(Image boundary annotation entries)
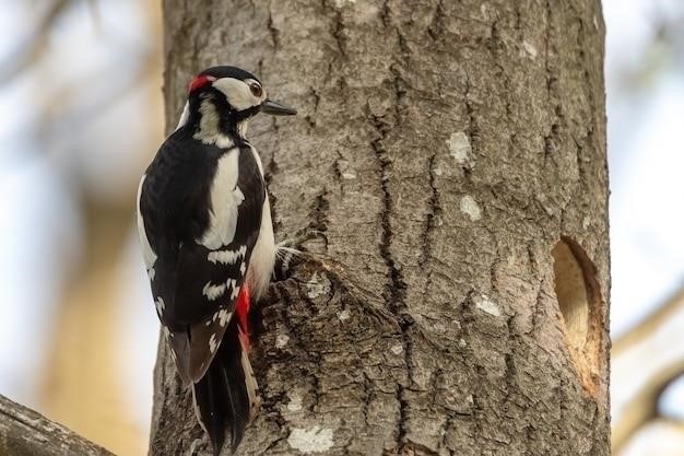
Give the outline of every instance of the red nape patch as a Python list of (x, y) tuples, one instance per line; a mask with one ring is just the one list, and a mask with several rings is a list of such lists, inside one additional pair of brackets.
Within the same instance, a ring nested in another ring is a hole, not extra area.
[(209, 84), (212, 81), (215, 81), (216, 78), (210, 77), (209, 74), (200, 74), (194, 77), (192, 81), (188, 84), (188, 93), (196, 91), (204, 85)]
[(244, 284), (240, 289), (240, 293), (237, 295), (237, 303), (235, 304), (235, 315), (237, 316), (237, 324), (243, 329), (243, 332), (249, 337), (249, 307), (251, 305), (251, 295), (249, 288)]

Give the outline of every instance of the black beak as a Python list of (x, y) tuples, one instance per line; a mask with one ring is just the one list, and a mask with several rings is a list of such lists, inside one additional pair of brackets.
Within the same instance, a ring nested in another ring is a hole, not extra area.
[(261, 112), (263, 114), (270, 114), (271, 116), (294, 116), (297, 114), (297, 109), (293, 109), (287, 106), (283, 106), (280, 103), (267, 100), (261, 103)]

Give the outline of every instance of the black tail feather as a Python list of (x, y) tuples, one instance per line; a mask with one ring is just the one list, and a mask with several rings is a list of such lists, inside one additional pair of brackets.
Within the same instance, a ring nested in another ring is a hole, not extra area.
[(226, 439), (235, 452), (253, 406), (250, 396), (253, 397), (256, 391), (250, 391), (253, 388), (251, 369), (247, 366), (249, 372), (245, 372), (238, 330), (235, 318), (228, 325), (205, 375), (193, 385), (196, 412), (209, 434), (215, 455), (221, 453)]

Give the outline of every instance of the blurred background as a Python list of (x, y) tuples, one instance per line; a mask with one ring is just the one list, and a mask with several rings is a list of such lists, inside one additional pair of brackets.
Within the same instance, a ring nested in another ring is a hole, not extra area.
[[(160, 1), (0, 7), (0, 394), (142, 455), (157, 321), (133, 201), (164, 133)], [(603, 8), (614, 455), (684, 456), (684, 2)]]

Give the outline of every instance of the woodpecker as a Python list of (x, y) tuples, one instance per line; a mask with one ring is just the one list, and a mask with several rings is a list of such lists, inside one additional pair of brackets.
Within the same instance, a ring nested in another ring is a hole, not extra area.
[(138, 188), (138, 234), (152, 297), (184, 386), (219, 455), (257, 405), (249, 309), (275, 261), (263, 167), (245, 138), (259, 113), (296, 110), (235, 67), (194, 77), (176, 130)]

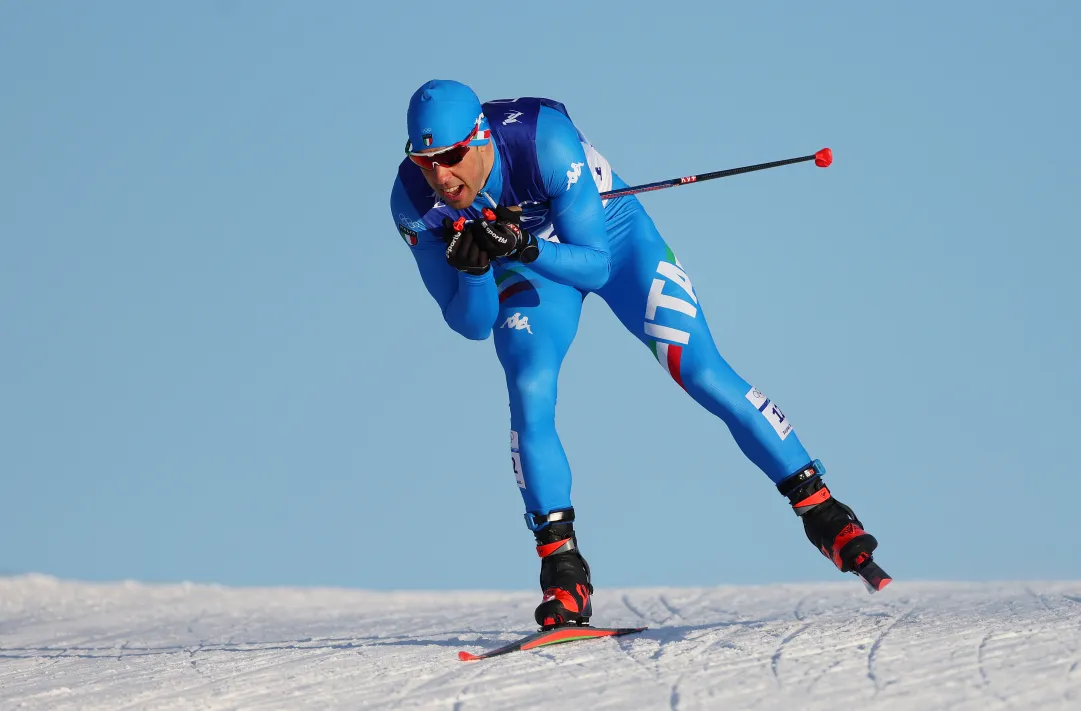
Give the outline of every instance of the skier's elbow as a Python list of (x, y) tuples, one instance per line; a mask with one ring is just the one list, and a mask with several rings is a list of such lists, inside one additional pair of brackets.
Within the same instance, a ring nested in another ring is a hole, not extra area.
[(608, 283), (612, 276), (612, 256), (608, 252), (596, 250), (597, 259), (593, 269), (590, 270), (586, 283), (583, 284), (589, 291), (597, 291)]

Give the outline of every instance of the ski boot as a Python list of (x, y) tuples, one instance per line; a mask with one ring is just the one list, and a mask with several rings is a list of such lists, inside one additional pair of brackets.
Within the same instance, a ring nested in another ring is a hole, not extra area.
[(864, 531), (852, 509), (829, 493), (822, 481), (825, 473), (826, 468), (815, 459), (777, 484), (777, 491), (788, 497), (796, 515), (803, 521), (808, 539), (823, 555), (842, 573), (856, 573), (868, 587), (881, 590), (890, 578), (871, 562), (878, 541)]
[(563, 625), (586, 625), (593, 614), (590, 595), (589, 564), (578, 552), (574, 536), (574, 509), (552, 511), (547, 515), (526, 513), (525, 523), (533, 531), (540, 556), (540, 590), (544, 600), (534, 617), (540, 629)]

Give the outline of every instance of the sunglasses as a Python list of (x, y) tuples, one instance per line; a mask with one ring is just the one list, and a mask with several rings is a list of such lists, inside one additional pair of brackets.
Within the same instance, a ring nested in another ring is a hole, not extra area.
[(405, 155), (409, 156), (411, 161), (419, 165), (421, 169), (425, 171), (433, 171), (437, 165), (442, 165), (443, 167), (457, 165), (462, 162), (462, 159), (466, 157), (466, 153), (469, 152), (469, 143), (477, 137), (477, 131), (479, 129), (480, 124), (475, 125), (468, 136), (453, 146), (448, 146), (446, 148), (435, 153), (415, 153), (412, 150), (413, 144), (406, 140)]

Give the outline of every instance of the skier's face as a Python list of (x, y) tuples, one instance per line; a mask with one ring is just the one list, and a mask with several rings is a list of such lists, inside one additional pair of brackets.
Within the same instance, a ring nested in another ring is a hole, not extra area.
[(492, 142), (483, 146), (471, 146), (454, 165), (438, 162), (431, 170), (421, 169), (424, 179), (436, 191), (439, 199), (455, 210), (465, 210), (477, 199), (484, 187), (493, 163)]

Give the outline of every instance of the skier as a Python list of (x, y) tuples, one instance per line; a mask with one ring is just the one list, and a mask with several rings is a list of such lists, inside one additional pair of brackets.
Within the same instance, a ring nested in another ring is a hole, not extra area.
[(556, 432), (556, 384), (583, 299), (596, 293), (679, 387), (729, 427), (786, 496), (808, 538), (842, 572), (878, 545), (830, 495), (776, 404), (721, 358), (691, 279), (627, 187), (546, 98), (481, 104), (436, 80), (412, 96), (390, 212), (446, 324), (494, 333), (510, 397), (510, 452), (540, 556), (544, 629), (591, 615), (574, 534), (571, 468)]

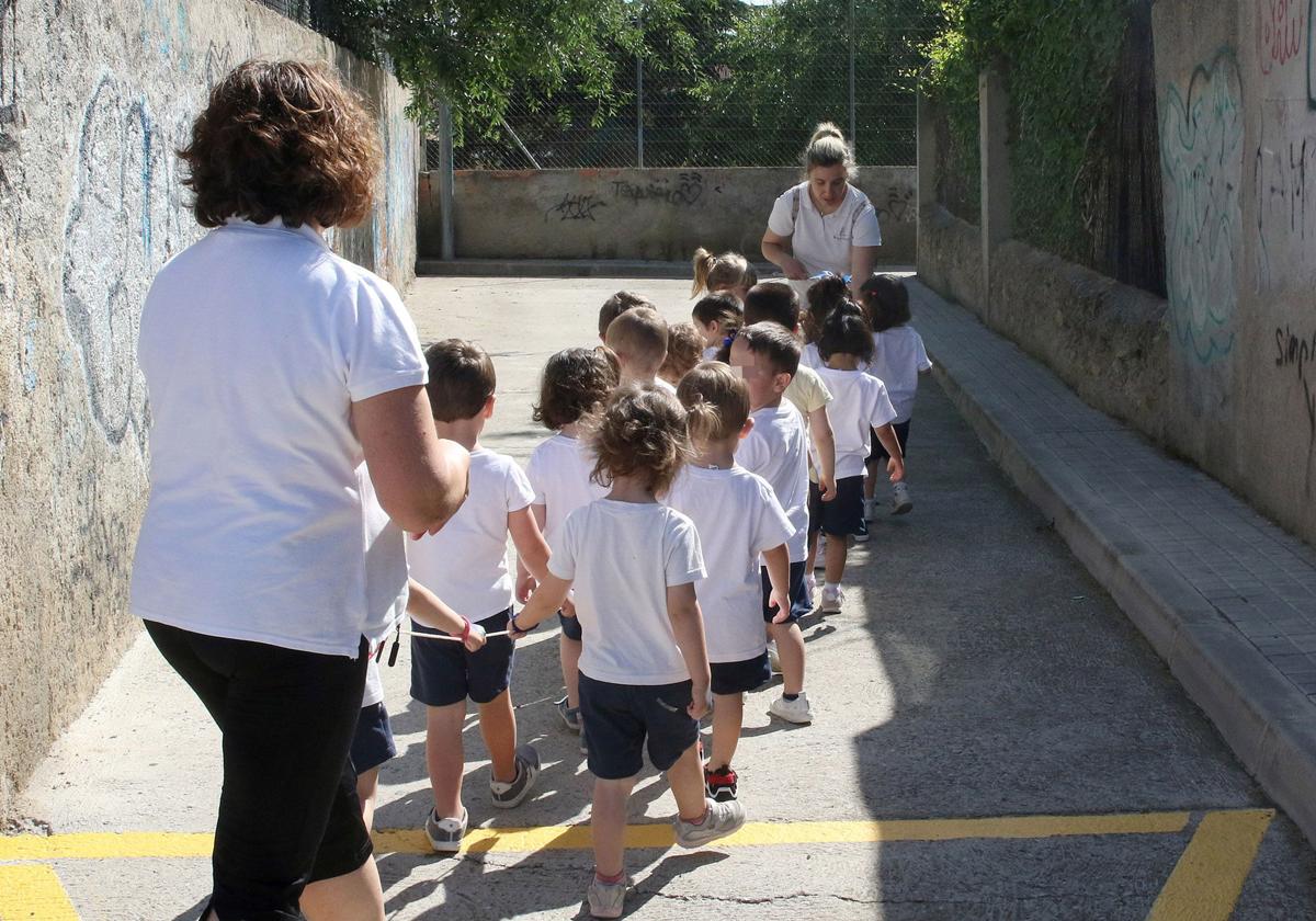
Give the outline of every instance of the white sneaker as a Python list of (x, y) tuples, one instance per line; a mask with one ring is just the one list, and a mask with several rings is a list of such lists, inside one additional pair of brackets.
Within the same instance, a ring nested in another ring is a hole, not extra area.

Work to be completed — Rewrite every one of the entries with "one additional pair of brackets" replaced by "one extra pair of square brackets" and everything else unchanged, omitting the pictures from the rewritten version.

Exercise output —
Give the outline of every instance of the red nape patch as a Python list of (x, y) tuples, one instance per line; a mask with one ring is just the one list, and a mask with several rings is a list of such lists, inside one extra pair of square brackets.
Within the same instance, a ring nested in another ring is a hole, not extra area.
[(209, 84), (212, 81), (215, 81), (216, 78), (210, 77), (209, 74), (200, 74), (194, 77), (192, 81), (188, 84), (188, 93), (196, 91), (204, 85)]
[(244, 284), (240, 289), (240, 293), (237, 295), (237, 303), (235, 304), (235, 315), (237, 316), (237, 324), (243, 329), (243, 332), (249, 337), (249, 307), (251, 305), (251, 295), (249, 288)]

Give the outline of every instance of the black beak as a Python list of (x, y) tuples, one instance per line; a mask with one ring is just the one list, and a mask with several rings is a list of such lists, inside one extra pair of square brackets.
Within the same instance, a ring nested in another ring is a hole, not extra area.
[(261, 112), (263, 114), (270, 114), (271, 116), (294, 116), (297, 114), (297, 109), (293, 109), (287, 106), (283, 106), (280, 103), (267, 100), (261, 103)]

Give the outline of every instance of the black tail feather as a Python list of (x, y) tuples, one instance per line; a mask with one ring is just the one list, and a mask with several rings is a list of such lists, inside one extra pair of square brackets.
Within the same instance, a ring nested in another ring is a hole, not extra area.
[(226, 439), (235, 452), (253, 406), (250, 396), (253, 397), (256, 391), (250, 391), (253, 388), (251, 369), (247, 366), (249, 372), (245, 372), (238, 330), (235, 318), (228, 325), (205, 375), (193, 385), (196, 412), (209, 434), (215, 455), (221, 453)]

Give the outline of every instance of the blurred background as a Python list of (x, y) tuples, one instance per line; a mask with one ring is just the one list, and a mask with several rings is a list of such lists, inside one extra pair of square brackets.
Within the same instance, a ring nested in another ring is a hole, not extra area.
[[(160, 1), (0, 7), (0, 394), (142, 455), (157, 321), (133, 201), (164, 133)], [(603, 8), (614, 455), (684, 456), (684, 2)]]

Give the outline of every instance of the woodpecker as a Python list of (x, y) tuples, one instance per line; a mask with one ring is just the one list, and a mask with several rings is a list of such lists, inside one extra pair of square brackets.
Within the same instance, a ring nested in another ring is a hole, not extra area.
[(138, 188), (138, 234), (152, 297), (184, 386), (219, 455), (257, 405), (249, 309), (275, 261), (263, 167), (245, 138), (259, 113), (296, 110), (235, 67), (194, 77), (176, 130)]

Give the outline of every instance of the skier's elbow as a Python list of (x, y) tuples, one instance per line; a mask with one ring is just the one list, and a mask with several rings is a list of such lists, inside one extra pair of square brackets.
Within the same instance, a ring nested in another ring is a hole, not extra area.
[(608, 283), (612, 276), (612, 256), (608, 252), (596, 250), (597, 259), (593, 269), (590, 270), (586, 283), (583, 284), (589, 291), (597, 291)]

Give the outline of every instance of the ski boot as a Python list of (x, y) tuples, one instance per line; a mask with one ring is just the one list, and a mask with several rings is a list of such lists, inside one extra pair of square brackets.
Within the same instance, a ring nested in another ring is a hole, not extra area.
[(864, 531), (852, 509), (829, 493), (822, 481), (825, 473), (826, 468), (815, 459), (777, 484), (777, 491), (788, 497), (796, 515), (803, 521), (808, 539), (823, 555), (842, 573), (856, 573), (868, 587), (881, 590), (890, 578), (871, 562), (878, 541)]
[(563, 625), (586, 625), (593, 614), (590, 595), (589, 564), (578, 552), (574, 536), (574, 509), (552, 511), (547, 515), (526, 513), (525, 523), (533, 531), (540, 556), (540, 590), (544, 600), (534, 617), (540, 629)]

Give the outline of every instance of the sunglasses as a Python list of (x, y) tuples, one instance per line; a mask with one ring is just the one list, and a mask with several rings is a list of such lists, inside one extra pair of square brackets.
Within the same instance, a ring nested in another ring is a hole, not extra area.
[(405, 155), (409, 156), (411, 161), (419, 165), (421, 169), (425, 171), (433, 171), (437, 165), (442, 165), (443, 167), (457, 165), (462, 162), (462, 159), (466, 157), (466, 153), (469, 152), (469, 143), (477, 137), (477, 131), (479, 129), (480, 124), (475, 125), (468, 136), (453, 146), (448, 146), (446, 148), (435, 153), (415, 153), (412, 150), (413, 144), (406, 140)]

Give the outline of every instance of the skier's face as a Python list of (x, y) tuples, one instance per line; a mask with one ring is just the one list, and a mask with several rings is a list of such lists, inside one extra pair of square brackets.
Within the same instance, a ring nested in another ring is a hole, not extra area.
[(492, 142), (483, 146), (471, 146), (454, 165), (438, 162), (431, 170), (421, 169), (424, 179), (436, 191), (439, 199), (455, 210), (465, 210), (477, 199), (484, 187), (493, 163)]

Give the outline of every instance of the skier as a Python list of (x, y) tuples, one instance per line; a mask with one ring is just the one list, and a mask with several rings is a list of such lists, inside one extra pair of square brackets.
Within the same instance, a ring nested in another ring is a hole, not extra area.
[(556, 432), (556, 384), (583, 299), (596, 293), (679, 387), (729, 427), (786, 496), (808, 538), (842, 572), (878, 545), (830, 495), (776, 404), (721, 358), (691, 279), (627, 187), (546, 98), (481, 104), (436, 80), (412, 96), (390, 212), (446, 324), (494, 333), (510, 397), (510, 452), (540, 556), (544, 629), (591, 615), (574, 534), (571, 468)]

Give the outline of every instance of the white sneaker as a Python list of (x, y) tuples, one instance per line; a mask with one ring is just the one list, and a mask with several rings is a list of such lists, inside one extra pair of square brackets.
Within the same instance, a ring nested in another ring is a hole, not extra area.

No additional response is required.